Input data:

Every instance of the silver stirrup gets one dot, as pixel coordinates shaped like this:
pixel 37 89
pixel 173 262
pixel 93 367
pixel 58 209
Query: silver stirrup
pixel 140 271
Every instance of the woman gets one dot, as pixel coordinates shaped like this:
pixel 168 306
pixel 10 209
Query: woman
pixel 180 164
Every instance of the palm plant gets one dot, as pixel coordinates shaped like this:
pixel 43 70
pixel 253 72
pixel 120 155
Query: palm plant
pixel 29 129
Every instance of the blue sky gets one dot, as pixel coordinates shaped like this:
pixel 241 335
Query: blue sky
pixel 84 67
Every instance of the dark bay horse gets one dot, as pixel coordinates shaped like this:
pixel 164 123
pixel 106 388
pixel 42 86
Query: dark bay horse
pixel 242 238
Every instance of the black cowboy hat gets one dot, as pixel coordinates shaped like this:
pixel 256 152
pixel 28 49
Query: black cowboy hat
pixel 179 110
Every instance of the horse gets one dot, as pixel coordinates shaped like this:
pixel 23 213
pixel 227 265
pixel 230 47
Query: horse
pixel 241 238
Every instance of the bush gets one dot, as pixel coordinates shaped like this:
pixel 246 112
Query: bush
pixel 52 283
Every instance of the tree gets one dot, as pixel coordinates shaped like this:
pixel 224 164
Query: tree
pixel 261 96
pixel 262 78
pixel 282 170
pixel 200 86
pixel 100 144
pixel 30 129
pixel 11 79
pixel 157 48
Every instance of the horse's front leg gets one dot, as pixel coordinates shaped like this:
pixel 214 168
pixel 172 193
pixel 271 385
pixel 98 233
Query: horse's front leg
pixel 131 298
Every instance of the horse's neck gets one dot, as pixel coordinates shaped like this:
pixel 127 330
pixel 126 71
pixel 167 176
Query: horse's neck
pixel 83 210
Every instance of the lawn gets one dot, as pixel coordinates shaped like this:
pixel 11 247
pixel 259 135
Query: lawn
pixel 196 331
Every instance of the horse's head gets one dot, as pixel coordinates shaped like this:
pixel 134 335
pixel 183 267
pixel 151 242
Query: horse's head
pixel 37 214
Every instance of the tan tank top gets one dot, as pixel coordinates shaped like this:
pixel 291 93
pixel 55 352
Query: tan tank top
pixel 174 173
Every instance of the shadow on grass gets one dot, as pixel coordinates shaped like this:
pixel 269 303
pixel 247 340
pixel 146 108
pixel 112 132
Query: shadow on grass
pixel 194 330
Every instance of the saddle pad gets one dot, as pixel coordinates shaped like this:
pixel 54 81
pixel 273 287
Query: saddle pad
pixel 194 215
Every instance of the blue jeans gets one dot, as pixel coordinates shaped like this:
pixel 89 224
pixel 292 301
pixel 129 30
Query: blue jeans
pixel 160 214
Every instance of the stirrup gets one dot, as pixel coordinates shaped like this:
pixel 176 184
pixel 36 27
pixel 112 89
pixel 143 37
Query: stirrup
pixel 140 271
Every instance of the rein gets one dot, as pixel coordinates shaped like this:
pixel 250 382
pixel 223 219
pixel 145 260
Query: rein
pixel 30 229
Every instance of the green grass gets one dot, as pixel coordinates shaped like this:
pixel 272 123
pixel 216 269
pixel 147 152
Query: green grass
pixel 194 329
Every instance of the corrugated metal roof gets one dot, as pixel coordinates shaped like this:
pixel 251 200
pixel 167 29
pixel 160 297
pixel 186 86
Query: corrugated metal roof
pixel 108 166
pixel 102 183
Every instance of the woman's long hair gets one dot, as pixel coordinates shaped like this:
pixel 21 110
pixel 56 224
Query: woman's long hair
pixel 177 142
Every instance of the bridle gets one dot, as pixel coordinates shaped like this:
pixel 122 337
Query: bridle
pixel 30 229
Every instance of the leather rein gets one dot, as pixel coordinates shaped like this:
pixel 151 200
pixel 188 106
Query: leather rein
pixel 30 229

Goal: Reproduce the listing above with "is marked with one dot" substituted for "gets one dot" throughout, changing nothing else.

Solution below:
Every instance of the silver stirrup is marked with one dot, as pixel coordinates shaped like this:
pixel 37 89
pixel 173 262
pixel 93 367
pixel 58 209
Query: silver stirrup
pixel 140 271
Every instance of the woman is marked with one dot, as pixel coordinates shaped like this:
pixel 168 306
pixel 10 209
Query: woman
pixel 180 164
Every instance of the palm plant is marked with one dot, as pixel coordinates shaped like this:
pixel 43 70
pixel 253 72
pixel 120 155
Query: palm plant
pixel 29 129
Every instance of the blue sky is marked with one dot, as pixel coordinates shaped like this:
pixel 241 335
Query: blue sky
pixel 84 67
Every instance of the dark bay horse is marked with one dot, as pixel coordinates shaped like this:
pixel 164 123
pixel 106 388
pixel 42 86
Query: dark bay horse
pixel 242 238
Every instance of the black cowboy hat is marked with one dot, as pixel coordinates shaped like this:
pixel 256 152
pixel 28 49
Query: black cowboy hat
pixel 179 110
Every instance of the horse is marked with one dot, as pixel coordinates shaped like this:
pixel 23 213
pixel 227 265
pixel 230 47
Query: horse
pixel 241 238
Every instance of the bush is marked with one dot, as pixel coordinates shaped like this:
pixel 246 112
Query: bush
pixel 52 283
Every instance of the tree is marked with one dot, as pixel coordinates shaped like this:
pixel 224 164
Query: tree
pixel 261 96
pixel 262 78
pixel 282 170
pixel 200 86
pixel 100 144
pixel 30 129
pixel 11 79
pixel 157 48
Every instance of the horse's front leg is marked with one dot, as pixel coordinates shaped like this:
pixel 214 168
pixel 172 193
pixel 271 385
pixel 98 233
Query: horse's front leg
pixel 131 298
Every instance of the horse's neck is marked with one dot, as pixel coordinates shaped like this:
pixel 127 330
pixel 126 71
pixel 167 176
Query: horse's neck
pixel 83 210
Every instance of the lawn is marked with one dot, as pixel coordinates shaped like this:
pixel 11 247
pixel 259 135
Query: lawn
pixel 196 331
Every instance of the horse's head is marked with one dot, as pixel coordinates shaped like this:
pixel 134 335
pixel 183 267
pixel 151 242
Query: horse's head
pixel 37 214
Every instance of the tan tank top is marked with one dot, as pixel coordinates shaped like this:
pixel 291 93
pixel 55 352
Query: tan tank top
pixel 174 173
Every instance of the shadow on grass is marked with one dot, as pixel coordinates shaped like this:
pixel 269 303
pixel 247 340
pixel 146 108
pixel 112 132
Query: shadow on grass
pixel 194 330
Every instance of the saddle pad is marked with one dot, as pixel coordinates shaped like this:
pixel 54 81
pixel 273 287
Query: saddle pad
pixel 194 215
Every instance of the blue jeans is marked with one dot, as pixel coordinates shaped like this:
pixel 89 224
pixel 292 301
pixel 129 30
Query: blue jeans
pixel 160 214
Every instance of the stirrup is marked with one dot, as pixel coordinates shaped like this:
pixel 176 184
pixel 36 27
pixel 112 89
pixel 143 37
Query: stirrup
pixel 140 271
Every instance of the rein is marked with one dot, as pixel coordinates shaped like this:
pixel 250 382
pixel 223 219
pixel 145 260
Query: rein
pixel 30 229
Every instance of the green grass is marked with one dot, as pixel coordinates shaped like this:
pixel 272 123
pixel 216 269
pixel 147 152
Query: green grass
pixel 194 329
Every instance of the corrugated metal roof is marked with one dot, as pixel coordinates shaped like this:
pixel 251 200
pixel 167 29
pixel 160 297
pixel 186 86
Query: corrugated metal roof
pixel 108 166
pixel 102 183
Every instance of the woman's long hair is marked with one dot, as pixel coordinates shaped like this:
pixel 21 110
pixel 56 224
Query: woman's long hair
pixel 177 142
Every instance of the bridle is marked with one dot, as pixel coordinates shaped like this:
pixel 122 337
Query: bridle
pixel 30 229
Every instance of the leather rein is marked with one dot, as pixel coordinates shaped like this:
pixel 151 200
pixel 188 106
Query: leather rein
pixel 30 229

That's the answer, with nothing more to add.